TASK DESCRIPTION ->
With the line containing "For each instance of the black-framed" as the first line and the last line of the records as the final one, reproduce that range exactly.

(Saved entries)

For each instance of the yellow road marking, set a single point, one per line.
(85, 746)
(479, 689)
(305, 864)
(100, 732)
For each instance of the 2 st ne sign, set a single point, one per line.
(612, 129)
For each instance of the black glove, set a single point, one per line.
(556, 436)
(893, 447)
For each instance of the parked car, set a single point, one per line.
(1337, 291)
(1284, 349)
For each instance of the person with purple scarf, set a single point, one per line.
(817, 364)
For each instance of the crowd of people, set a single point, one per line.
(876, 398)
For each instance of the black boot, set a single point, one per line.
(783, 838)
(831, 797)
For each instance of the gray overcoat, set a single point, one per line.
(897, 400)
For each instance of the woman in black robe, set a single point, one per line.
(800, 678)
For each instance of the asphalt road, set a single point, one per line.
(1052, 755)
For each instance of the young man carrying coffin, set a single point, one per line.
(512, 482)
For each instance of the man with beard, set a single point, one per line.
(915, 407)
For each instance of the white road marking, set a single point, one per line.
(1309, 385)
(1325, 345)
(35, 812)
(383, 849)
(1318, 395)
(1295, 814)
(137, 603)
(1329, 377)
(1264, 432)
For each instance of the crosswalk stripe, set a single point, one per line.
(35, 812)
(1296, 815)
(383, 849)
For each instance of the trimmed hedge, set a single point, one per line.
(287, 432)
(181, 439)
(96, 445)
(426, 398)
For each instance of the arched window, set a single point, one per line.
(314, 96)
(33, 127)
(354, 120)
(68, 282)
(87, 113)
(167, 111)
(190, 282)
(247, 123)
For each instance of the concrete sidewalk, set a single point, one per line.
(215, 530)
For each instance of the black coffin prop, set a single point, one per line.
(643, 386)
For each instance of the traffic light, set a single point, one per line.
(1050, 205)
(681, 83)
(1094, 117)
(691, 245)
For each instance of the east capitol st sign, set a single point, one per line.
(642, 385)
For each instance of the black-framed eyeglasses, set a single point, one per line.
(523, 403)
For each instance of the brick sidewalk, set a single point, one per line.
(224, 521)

COMPLETED TASK ->
For each instance of the black-framed eyeglasses, set a single point, one per line.
(523, 403)
For each instance of the brick sidewalk, set a single point, one per line.
(224, 521)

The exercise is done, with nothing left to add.